■ **SHORT TASK**:
Convert the entries, starting at the first line and ending at the line that contains "[[77,235],[43,392],[236,437],[305,361]]", into a Markdown table with the columns Row and Line. Give each line a row number and leave out blank lines.

■ **INFORMATION PROVIDED**:

________

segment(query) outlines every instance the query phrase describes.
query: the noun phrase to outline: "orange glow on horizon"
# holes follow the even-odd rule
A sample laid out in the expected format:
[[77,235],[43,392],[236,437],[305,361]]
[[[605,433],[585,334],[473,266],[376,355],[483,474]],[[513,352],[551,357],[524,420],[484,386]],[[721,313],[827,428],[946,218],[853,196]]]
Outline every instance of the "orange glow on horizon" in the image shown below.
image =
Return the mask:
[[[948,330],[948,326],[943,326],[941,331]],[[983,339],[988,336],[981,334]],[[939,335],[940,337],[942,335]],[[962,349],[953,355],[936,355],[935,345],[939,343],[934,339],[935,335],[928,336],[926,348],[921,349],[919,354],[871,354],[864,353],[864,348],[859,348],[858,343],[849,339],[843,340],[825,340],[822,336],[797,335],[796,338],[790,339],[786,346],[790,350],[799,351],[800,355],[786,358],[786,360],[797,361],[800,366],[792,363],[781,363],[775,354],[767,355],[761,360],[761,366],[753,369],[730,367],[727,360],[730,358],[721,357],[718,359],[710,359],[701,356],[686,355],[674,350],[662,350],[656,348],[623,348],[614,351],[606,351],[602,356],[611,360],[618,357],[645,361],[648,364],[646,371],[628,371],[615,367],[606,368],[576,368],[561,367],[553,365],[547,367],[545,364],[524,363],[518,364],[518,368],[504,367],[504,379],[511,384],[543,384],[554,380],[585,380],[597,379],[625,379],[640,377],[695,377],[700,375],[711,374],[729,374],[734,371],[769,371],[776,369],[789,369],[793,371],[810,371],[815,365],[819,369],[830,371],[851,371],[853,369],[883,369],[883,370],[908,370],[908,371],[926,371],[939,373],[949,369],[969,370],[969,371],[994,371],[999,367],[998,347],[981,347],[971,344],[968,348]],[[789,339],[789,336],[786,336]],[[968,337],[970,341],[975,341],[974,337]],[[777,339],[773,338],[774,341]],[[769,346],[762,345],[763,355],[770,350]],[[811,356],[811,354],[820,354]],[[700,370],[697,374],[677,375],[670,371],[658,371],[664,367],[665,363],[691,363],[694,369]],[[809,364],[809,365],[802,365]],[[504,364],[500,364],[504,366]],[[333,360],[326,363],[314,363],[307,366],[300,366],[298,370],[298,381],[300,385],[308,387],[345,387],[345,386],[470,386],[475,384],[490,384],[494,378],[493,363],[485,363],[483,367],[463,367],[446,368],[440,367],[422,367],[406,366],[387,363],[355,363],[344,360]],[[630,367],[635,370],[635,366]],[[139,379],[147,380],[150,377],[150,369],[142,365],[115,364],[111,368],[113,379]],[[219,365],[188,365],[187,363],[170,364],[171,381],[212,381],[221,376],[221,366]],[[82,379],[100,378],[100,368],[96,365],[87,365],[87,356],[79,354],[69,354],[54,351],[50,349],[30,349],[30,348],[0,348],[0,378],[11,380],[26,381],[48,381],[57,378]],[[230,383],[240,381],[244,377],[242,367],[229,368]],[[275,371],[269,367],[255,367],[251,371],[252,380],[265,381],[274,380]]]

________

■ **WORKED ANSWER**:
| Row | Line |
|---|---|
| 1 | segment(query) outlines every instance the query phrase describes. |
| 2 | query: the noun phrase to outline: "orange glow on horizon" |
| 3 | # holes follow the even-odd rule |
| 4 | A sample laid out in the expected format: |
| 5 | [[77,235],[43,392],[236,437],[305,361]] |